◆ Work required
Work out how many lines in the items below contain the string "brown", with upper and lower case treated as different, and reply with only that number.

— Begin Dataset records —

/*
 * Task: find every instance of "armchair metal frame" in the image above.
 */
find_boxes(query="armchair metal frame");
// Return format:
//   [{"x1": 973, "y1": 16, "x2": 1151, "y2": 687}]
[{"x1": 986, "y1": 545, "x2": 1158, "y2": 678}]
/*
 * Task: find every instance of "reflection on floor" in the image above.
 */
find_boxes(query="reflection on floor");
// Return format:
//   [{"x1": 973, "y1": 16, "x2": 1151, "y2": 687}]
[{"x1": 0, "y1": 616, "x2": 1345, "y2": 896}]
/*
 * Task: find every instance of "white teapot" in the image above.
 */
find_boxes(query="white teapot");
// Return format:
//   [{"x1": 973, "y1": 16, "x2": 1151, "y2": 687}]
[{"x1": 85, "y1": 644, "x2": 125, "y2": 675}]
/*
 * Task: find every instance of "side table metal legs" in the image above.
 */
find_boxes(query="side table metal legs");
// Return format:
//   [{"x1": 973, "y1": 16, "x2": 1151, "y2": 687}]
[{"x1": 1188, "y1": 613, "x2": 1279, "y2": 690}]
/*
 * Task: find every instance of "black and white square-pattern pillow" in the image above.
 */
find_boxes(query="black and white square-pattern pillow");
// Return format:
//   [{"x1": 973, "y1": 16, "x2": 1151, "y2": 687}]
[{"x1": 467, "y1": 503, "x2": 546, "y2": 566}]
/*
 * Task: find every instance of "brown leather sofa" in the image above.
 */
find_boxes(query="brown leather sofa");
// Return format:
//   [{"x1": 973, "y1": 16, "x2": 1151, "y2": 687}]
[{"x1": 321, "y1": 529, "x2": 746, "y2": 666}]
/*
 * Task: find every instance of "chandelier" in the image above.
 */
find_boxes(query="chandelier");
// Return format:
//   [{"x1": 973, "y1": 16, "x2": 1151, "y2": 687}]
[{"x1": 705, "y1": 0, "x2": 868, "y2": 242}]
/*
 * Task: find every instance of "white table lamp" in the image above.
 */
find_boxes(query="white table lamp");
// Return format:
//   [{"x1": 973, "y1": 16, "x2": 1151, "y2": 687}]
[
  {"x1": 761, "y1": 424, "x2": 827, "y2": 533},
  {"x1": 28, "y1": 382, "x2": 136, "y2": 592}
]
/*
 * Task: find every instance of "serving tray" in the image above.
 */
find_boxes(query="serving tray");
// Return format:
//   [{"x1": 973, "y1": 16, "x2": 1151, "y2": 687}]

— End Dataset records —

◆ Correct answer
2